## What is expected
The data below should be duplicated in full, unchanged.

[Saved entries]
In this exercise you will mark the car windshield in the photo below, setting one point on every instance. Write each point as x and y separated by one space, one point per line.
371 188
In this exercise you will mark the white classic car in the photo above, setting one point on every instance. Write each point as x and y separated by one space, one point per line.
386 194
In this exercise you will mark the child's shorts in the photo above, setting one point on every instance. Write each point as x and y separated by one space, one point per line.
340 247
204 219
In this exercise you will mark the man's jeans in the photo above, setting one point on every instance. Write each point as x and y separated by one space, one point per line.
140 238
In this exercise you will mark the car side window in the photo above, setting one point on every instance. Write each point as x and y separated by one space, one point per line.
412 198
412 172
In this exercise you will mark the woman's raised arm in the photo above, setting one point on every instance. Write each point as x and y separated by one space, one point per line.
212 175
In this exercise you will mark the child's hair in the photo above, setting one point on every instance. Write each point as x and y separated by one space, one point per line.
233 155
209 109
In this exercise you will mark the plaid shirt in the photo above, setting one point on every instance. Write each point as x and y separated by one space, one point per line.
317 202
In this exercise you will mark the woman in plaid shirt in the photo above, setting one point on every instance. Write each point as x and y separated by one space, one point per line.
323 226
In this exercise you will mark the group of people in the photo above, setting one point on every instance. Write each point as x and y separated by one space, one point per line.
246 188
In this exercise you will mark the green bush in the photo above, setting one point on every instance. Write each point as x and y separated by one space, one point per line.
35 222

## Solution to the exercise
In this exercise you will mark the car windshield in the photo below, setting one point on every instance. Write each point as x and y separated by one space, one point per line.
371 188
In this exercise you will mark the white classic car in the photo above, setting one point on every instance. Write each point as x and y separated by one space, one point per line.
386 194
In this exercise you will mark the child's shorts in the photo above, setting one point on every instance. Write each point as x and y separated by one space, one point per line.
340 247
204 219
In this exercise you will mark the man's jeans in the photo above, setting one point on every instance. Write each point as x and y separated by one space, one point per line.
140 238
In this exercise you will mark the car side window in the photo above, setting one point on every instance. Write each point as x and y separated by one space, one point per line.
412 198
412 172
In this exercise you will mark the woman's raised arm in the photo above, setting one point on every instance. Write each point as x and y separated by one space, one point per line.
212 175
In this exercise you will mark the child's hair in the photo above, setting one point on every instance. Write each point as x and y separated by one space, one point per line.
233 155
209 109
In this exercise you will mark the plaid shirt in the photo above, setting one point on every instance. Write each point as x and y separated by one space, one point per line.
317 202
In this exercise you will mark the woman in plaid shirt in the photo above, setting one point on every instance. Write each point as x and y separated by one space, one point per line.
323 226
In this exercise you will mark the group of people in the photo above, setting one point on every instance. Write each point as x and y separated by one space, one point per line.
246 188
In this exercise you will mark the green bush in the photo above, setting one point on every instance. Write each point as x and y separated by one space, one point per line.
35 222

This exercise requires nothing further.